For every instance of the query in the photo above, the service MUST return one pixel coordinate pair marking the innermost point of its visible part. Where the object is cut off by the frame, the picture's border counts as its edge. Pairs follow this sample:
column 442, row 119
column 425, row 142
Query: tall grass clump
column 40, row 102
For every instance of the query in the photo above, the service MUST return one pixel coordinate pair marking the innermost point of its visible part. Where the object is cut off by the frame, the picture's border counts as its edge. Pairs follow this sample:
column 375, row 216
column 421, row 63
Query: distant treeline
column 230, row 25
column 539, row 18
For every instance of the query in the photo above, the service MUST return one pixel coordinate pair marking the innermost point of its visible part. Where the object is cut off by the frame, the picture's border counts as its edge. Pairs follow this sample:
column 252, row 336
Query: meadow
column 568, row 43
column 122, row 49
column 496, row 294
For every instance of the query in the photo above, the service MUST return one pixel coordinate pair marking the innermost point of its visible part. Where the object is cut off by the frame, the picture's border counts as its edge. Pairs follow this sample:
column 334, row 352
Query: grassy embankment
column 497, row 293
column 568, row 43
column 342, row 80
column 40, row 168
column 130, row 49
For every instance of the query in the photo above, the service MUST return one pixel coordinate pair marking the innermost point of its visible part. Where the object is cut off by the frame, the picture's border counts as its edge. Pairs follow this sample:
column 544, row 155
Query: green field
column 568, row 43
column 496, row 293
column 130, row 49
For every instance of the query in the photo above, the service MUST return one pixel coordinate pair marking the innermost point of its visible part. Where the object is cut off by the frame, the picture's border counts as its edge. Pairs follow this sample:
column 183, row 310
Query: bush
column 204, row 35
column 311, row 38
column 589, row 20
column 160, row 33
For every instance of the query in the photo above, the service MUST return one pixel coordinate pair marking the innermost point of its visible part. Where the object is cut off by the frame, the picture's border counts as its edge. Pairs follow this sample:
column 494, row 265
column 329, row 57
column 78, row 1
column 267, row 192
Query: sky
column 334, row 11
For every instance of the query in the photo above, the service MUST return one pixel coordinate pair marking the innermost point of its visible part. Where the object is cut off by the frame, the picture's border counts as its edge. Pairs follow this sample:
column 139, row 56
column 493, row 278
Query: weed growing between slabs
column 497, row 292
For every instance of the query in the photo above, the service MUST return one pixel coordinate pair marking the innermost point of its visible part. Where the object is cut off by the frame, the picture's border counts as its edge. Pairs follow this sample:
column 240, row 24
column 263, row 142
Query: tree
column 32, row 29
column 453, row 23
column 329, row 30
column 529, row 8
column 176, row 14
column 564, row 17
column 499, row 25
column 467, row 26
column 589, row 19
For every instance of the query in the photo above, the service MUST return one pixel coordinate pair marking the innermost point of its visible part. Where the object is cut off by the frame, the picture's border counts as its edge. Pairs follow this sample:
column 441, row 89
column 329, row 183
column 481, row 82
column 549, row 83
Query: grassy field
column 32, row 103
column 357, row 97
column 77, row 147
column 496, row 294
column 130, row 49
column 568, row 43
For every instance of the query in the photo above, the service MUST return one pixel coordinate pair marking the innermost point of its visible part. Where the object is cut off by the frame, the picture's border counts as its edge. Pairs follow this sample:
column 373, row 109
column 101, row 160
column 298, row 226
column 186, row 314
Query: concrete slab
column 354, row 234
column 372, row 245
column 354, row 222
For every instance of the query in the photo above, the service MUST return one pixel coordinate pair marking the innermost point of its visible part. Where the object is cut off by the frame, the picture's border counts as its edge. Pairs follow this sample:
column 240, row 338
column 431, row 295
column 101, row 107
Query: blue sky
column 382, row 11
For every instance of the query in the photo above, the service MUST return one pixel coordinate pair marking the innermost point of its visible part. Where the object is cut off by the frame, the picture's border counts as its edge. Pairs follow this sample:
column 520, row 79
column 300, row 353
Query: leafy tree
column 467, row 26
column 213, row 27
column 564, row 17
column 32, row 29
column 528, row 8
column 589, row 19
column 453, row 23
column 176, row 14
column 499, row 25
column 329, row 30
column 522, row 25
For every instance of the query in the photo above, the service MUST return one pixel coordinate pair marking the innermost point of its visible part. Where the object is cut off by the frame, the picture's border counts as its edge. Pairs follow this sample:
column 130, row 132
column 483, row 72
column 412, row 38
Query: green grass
********
> [Task goal]: Reproduce every one of the records above verbatim, from the first line through the last.

> [Complete answer]:
For every instance of the query in the photo above, the service MUST return one pixel coordinate pair marking the innermost point of its visible part. Where the object is cut off by the frame, the picture's border counts as its edge. Pairs follow this sample:
column 442, row 119
column 425, row 142
Query: tall grass clump
column 40, row 102
For every instance of the query in the photo above, the service MUST return one pixel coordinate pair marking the innermost point of its visible part. Where the object is cut off by the frame, the picture's border counts as its edge. Pairs follow this sample:
column 375, row 216
column 421, row 63
Query: distant treeline
column 230, row 25
column 539, row 18
For every instance of the query in the photo above, the service MUST return one pixel coordinate pair marking the innermost point of its visible part. Where the object is cut off by the frame, the picture's border counts as its edge. Pairs follow this sample:
column 252, row 336
Query: meadow
column 568, row 43
column 122, row 49
column 496, row 294
For every instance of the query in the photo above, the service MUST return one pixel coordinate pair marking the innermost point of its visible part. Where the object is cut off by the frame, the picture's border counts as its edge. Pairs follow this sample:
column 334, row 352
Query: grassy embankment
column 497, row 293
column 568, row 43
column 342, row 80
column 40, row 168
column 130, row 49
For every instance of the query in the photo above, the service MUST return one pixel coordinate pair marking the innermost point of its visible part. Where the object is cut off by the frame, the picture's border counts as its edge. Pairs follow this sample:
column 544, row 155
Query: green field
column 568, row 43
column 496, row 293
column 130, row 49
For every instance of the query in the photo above, the service MUST return one pixel coordinate pair marking the innermost point of its visible part. Where the object is cut off by the frame, the picture's border counts as its edge. Pairs follow this sample:
column 183, row 310
Query: bush
column 204, row 35
column 311, row 38
column 589, row 20
column 160, row 33
For every instance of the query in the photo above, the service MUST return one pixel coordinate pair marking the innermost point of its visible part. Where the object is cut off by the frame, the picture's border counts as its edge. Pairs follow this sample:
column 494, row 265
column 329, row 57
column 78, row 1
column 267, row 192
Query: sky
column 334, row 11
For every instance of the query in the photo above, the service MUST return one pixel coordinate pair marking the innermost point of its visible part. Where the object is cut off by the frame, the picture's border counts as its edge. Pairs follow this sample:
column 139, row 56
column 493, row 278
Query: weed growing between slabs
column 497, row 292
For every instance of the query in the photo above, the service MUST return one pixel coordinate pair marking the innermost point of its visible part. Where the object is cut off by the frame, the picture's border counts as its edge. Pairs follow this sample:
column 240, row 24
column 263, row 142
Query: tree
column 32, row 29
column 453, row 23
column 329, row 30
column 529, row 8
column 176, row 14
column 564, row 17
column 499, row 25
column 467, row 26
column 589, row 19
For every instance of the query in the photo above, the service MUST return one pixel coordinate pair marking the innermost point of its visible part. Where the object is cut off by the frame, the picture's border counts as its edge. Pairs follow this sample:
column 441, row 89
column 329, row 183
column 481, row 82
column 549, row 83
Query: grassy field
column 32, row 103
column 357, row 97
column 77, row 147
column 496, row 294
column 130, row 49
column 568, row 43
For every instance of the query in the photo above, the service MUST return one pixel coordinate pair marking the innermost point of its visible part. Where the object is cut off by the frame, the picture's border counts as its edge. Pairs follow this sample:
column 373, row 109
column 101, row 160
column 298, row 226
column 186, row 314
Query: concrete slab
column 354, row 234
column 372, row 245
column 354, row 222
For every instance of the query in the photo above, the service MUST return one pixel coordinate pair marking the innermost point of its visible part. Where the object is cut off by the frame, the picture's border counts as its edge. Pairs follow this sample:
column 240, row 338
column 431, row 295
column 101, row 107
Query: blue sky
column 382, row 11
For every instance of the query in the photo above, the service MUST return one pixel coordinate pair marking the innermost point of its visible part. Where the object is cut off by the frame, the picture's border counts as its edge. Pairs follow this sample:
column 520, row 79
column 300, row 353
Query: leafy tree
column 467, row 26
column 213, row 27
column 564, row 17
column 32, row 29
column 528, row 8
column 589, row 19
column 453, row 23
column 176, row 14
column 499, row 25
column 329, row 30
column 522, row 25
For every instance of the query in the photo above, the service MUST return one pixel coordinate pair marking the innermost point of its visible part. Where the object is cut off by the frame, the picture's border counts as its edge. Pairs follow this sample:
column 130, row 132
column 483, row 72
column 412, row 38
Query: green grass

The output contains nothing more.